54Comme le soulignaient déjà Claudine Herzlich et Janine Pierret (1984) à propos des conditions sociales liées à l’émergence du patient « auto‑soignant », être autonome dans la gestion d’une maladie chronique ne signifie pas tout à fait pour la personne choisir ou agir librement. Cette liberté dans la gestion de la maladie est contractuellement établie au sein de l’établissement de rééducation et conduit in fine le patient à endosser une certaine conception de l’autonomie. Nous avons montré comment le cadre institutionnel et les épreuves de rééducation fabriquent une approche de l’autonomie construite à l’intersection de deux mondes sociaux dont les frontières sont définies par les « limites d’une communication efficace » (Strauss, 1992) : le monde des soignants qui promeuvent une conception sanitaire et hygiénique du style de vie, reclassant les usages quotidiens de l’activité physique et de l’alimentation en technologies de gestion de la maladie ; le monde des patients qui, pour s’en remettre au corps médical dans la gestion d’une maladie, revendiquent leurs singularités. Si les termes du contrat sont posés par le cadre des épreuves rééducatives, ils sont aussi négociés dans les interactions.
55Le dispositif instaure les règles du contrat par une discipline appliquée au corps permettant l’apprentissage sécuritaire du « bien manger et bouger » fondé sur le mieux‑être et l’objectivation, l’auto‑évaluation des capacités individuelles. Le contrat vise la traduction du savoir médical en savoir ordinaire, demandant au patient de « conscientiser » les nouvelles limites corporelles, de les expérimenter sous contrôle et de les entretenir en toute sécurité. L’éducation par l’expérience des épreuves vise l’éveil d’une sensibilité diagnostique et d’une réflexivité liant la sensation, son explication médicale et les seuils d’alerte. La sensation de fatigue, de transpiration, de faim, etc., devient « un instrument psychique permettant au sujet de maintenir son pouvoir d’agir » (Tourette‑Turgis, 2013). Il est aidé en cela par l’enrôlement collectif et citoyen (professionnels et patients) situant l’auto‑soin dans une dynamique d’attention aux autres. La croisade morale qui associe, dans le même combat, soignants et soignés, sanctuarise le bien commun du bien‑être par la santé.

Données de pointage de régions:
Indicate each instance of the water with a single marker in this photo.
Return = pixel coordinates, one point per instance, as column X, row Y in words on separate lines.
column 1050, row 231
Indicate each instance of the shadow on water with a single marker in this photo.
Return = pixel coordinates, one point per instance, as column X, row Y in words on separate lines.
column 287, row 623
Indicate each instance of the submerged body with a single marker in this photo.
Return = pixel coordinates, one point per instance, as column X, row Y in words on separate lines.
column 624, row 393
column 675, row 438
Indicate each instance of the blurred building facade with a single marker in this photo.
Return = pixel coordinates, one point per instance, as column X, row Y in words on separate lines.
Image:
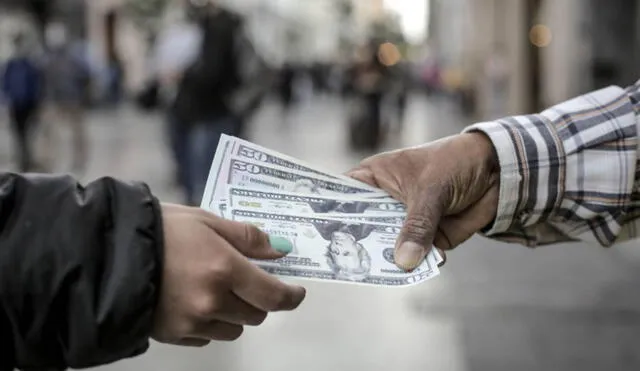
column 547, row 50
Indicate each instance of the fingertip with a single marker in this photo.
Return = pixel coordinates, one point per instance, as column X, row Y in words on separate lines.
column 281, row 245
column 444, row 258
column 409, row 255
column 300, row 293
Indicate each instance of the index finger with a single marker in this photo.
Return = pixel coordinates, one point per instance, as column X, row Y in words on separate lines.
column 264, row 291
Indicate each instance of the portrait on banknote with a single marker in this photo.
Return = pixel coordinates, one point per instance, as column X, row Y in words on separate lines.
column 346, row 256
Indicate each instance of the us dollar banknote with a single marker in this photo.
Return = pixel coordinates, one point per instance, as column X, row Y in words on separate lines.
column 296, row 203
column 260, row 175
column 337, row 250
column 230, row 147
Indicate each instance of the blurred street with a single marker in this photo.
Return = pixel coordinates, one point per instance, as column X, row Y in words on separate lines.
column 495, row 307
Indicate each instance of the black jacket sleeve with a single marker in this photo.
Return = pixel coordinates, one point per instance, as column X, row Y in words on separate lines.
column 80, row 270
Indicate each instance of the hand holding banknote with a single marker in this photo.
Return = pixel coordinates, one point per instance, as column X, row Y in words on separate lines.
column 209, row 289
column 340, row 229
column 448, row 197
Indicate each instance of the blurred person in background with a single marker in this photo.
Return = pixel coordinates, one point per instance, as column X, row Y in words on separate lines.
column 67, row 81
column 370, row 83
column 286, row 84
column 91, row 273
column 177, row 48
column 212, row 97
column 22, row 84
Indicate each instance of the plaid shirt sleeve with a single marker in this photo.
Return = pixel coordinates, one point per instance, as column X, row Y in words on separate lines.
column 570, row 173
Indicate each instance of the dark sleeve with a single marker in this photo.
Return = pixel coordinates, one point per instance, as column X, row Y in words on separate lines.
column 80, row 270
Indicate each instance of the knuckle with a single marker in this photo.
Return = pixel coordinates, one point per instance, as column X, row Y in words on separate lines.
column 237, row 333
column 257, row 320
column 418, row 226
column 220, row 274
column 206, row 306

**Travail à réaliser**:
Poursuivez le texte sur l'autonomie des patients en rééducation à partir de sa dernière phrase.

**La réponse**:
56Si ce contrat apparaît consensuel tout au long d’un apprentissage au terme duquel soignants et patients sont impliqués dans des activités bénéfiques pour les usagers et le système de santé, il n’en reste pas moins que le travail sur l’autonomie est conflictuel. La contractualisation de l’autonomie se réalise dans une dynamique d’ajustements réciproques entre patients et soignants, qui renforcent le processus de médicalisation. La gestion de la maladie apparaît comme un assujettissement à un ordre médical qui libère. Cette libération étant possible grâce à un processus de subjectivation qui conduit le patient inséré dans la bulle médicale à se penser comme sujet attaché à la connaissance, à la réalisation de soi et à la défense de son identité. Elle est aussi rendue possible par l’effort des soignants à retravailler l’injonction normative au profit de l’adaptation des conduites d’hygiène et du maintien de leur application.
57La figure contractuelle de l’auto‑soignant conduirait le renforcement d’une médicalisation qui, en étendant son pouvoir d’action aux styles de vie, inviterait à penser l’« empowerment » à deux niveaux : comme capacité à accroître un pouvoir d’action sur sa santé par l’apprentissage de certains savoirs ou techniques médicales utiles à la gestion de la maladie ; comme capacité à négocier avec le milieu médical, favorable à une émancipation du sujet. Il ne s’agit pas seulement, sur cette seconde conception, d’accroître « l’estime de soi », mais de mettre les patients en mesure d’éprouver, au cours du temps de la rééducation, un « régime de justice » (Boltanski & Thévenot, 1991).